## Start PROVIDED PASSAGE

We had originally set out to discuss a whole bunch of books that we've each read over the past year and how they've influenced our leadership journeys, but as we started diving into one book in particular, one of my books, I ended up taking up most of the time all the time talking about this one book, born Standing Up. I don't know if you've read it. It's a comic's life by Steve Martin. It's absolutely fascinating. It's a book that I read back in April that it's a memoir, I guess, and it explores Steve Martin's rise to fame as a comedian. There's really three lessons in particular. One it's the idea of practice, that you really have to put in some intentional practice to achieve whatever you want and appreciate the journey. Number two is that sometimes it's okay to shift gears and to try something different. And number three is the idea of just being uniquely you. So Brian and I really got into this discussion. It took up all of the time, and so we're saving Brian's book review or reviews for another time.

Speaker 1:

And I would really encourage you that, if you're not currently reading something, to find a good book to read and it doesn't even have to be about leadership specifically, or teamwork or communication or anything like that. I encourage you that, as you're listening to this episode today, just reflect on not only the leadership lessons in this book, but in whatever book you're reading, even if it's a novel, what sort of leadership lessons or parenting lessons or teamwork lessons or whatever it is, might be present. Look beyond the obvious and think about maybe some of those more subtle lessons that you might be learning along the way that could shape your life in different ways, shape your leadership, help you to become a more empathetic, compassionate person in general. And if you'd like some recommendations for books, you can reach out to me on social media, drop a line in the show notes or blog posts. You can also send an email to Nathan at leadershipvisionconsultingcom.

Speaker 1:

And I'd be really curious, since Steve Martin is a well-known celebrity, I'd be curious what after you listen to this. If you have any thoughts on kind of his life story, I guess so, and if you don't know anything about it, let's get into it. Well, brian, welcome to the 2025 Leadership Vision Podcast.

Speaker 2:

Thanks, nathan, I feel welcome to the 2025 Leadership Vision Podcast. Thanks, nathan, I feel welcome to the 2025 Leadership Vision Podcast. I'm more welcome on a podcast in a while.

Speaker 1:

Awesome. This is the first one that we're recording of this year and this will actually probably go out relatively soon from when we're recording this. And this came about because Brian and I were going to interview an author who had written this book that we both really liked. The author had to reschedule and we were like, well, what if we just did a little impromptu podcast about books that we've read in the last year, which ones had a big impact on us, which ones might be applicable to leadership and why I have? Maybe I'll share the link to my Goodreads account.

## End PROVIDED PASSAGE

Please continue the podcast transcript about books and leadership from where it stops.

## Start MATERIAL SUPPLIED

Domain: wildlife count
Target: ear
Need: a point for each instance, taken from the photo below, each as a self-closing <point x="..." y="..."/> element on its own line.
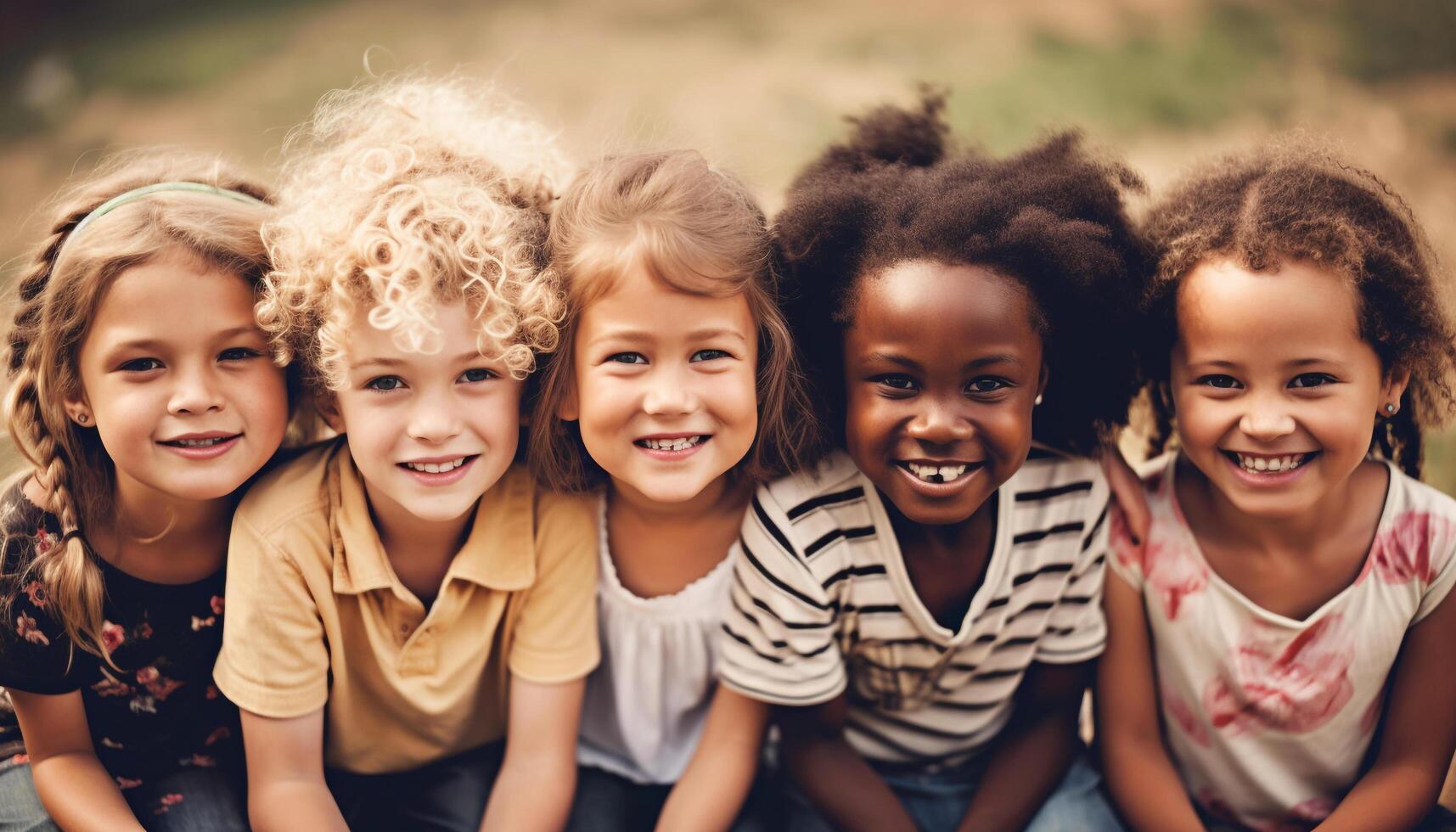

## End MATERIAL SUPPLIED
## Start MATERIAL SUPPLIED

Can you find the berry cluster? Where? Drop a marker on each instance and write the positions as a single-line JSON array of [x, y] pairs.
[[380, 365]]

## End MATERIAL SUPPLIED

* _THE RESPONSE_:
Speaker 1:

You can see all the varied and vast different types of books that I read, everything from Malcolm Gladwell to Adam Grant to. I read a book by Mark Morris about castles, their history and evolution in medieval Britain. I read Real castles, real castles. It's fascinating. We're not going to talk about that book today. There's a few books on here that I read to my children. When you track your books like this, it's fun to look back on these books and remember where you were in time and place when you read them. Remember what you're going through. I read probably a third of my books. I read actual physical books. Another third is on my Kindle. And then that last third is some combination of physical, kindle or audio books and I'm always highlighting well, not the library books or taking notes or doing something. Well, not the library books or taking notes or doing something. And of all these books I read, there's just even the novels, even just the fun kind of quote unquote books you'd find at an airport kiosk. There's just something that.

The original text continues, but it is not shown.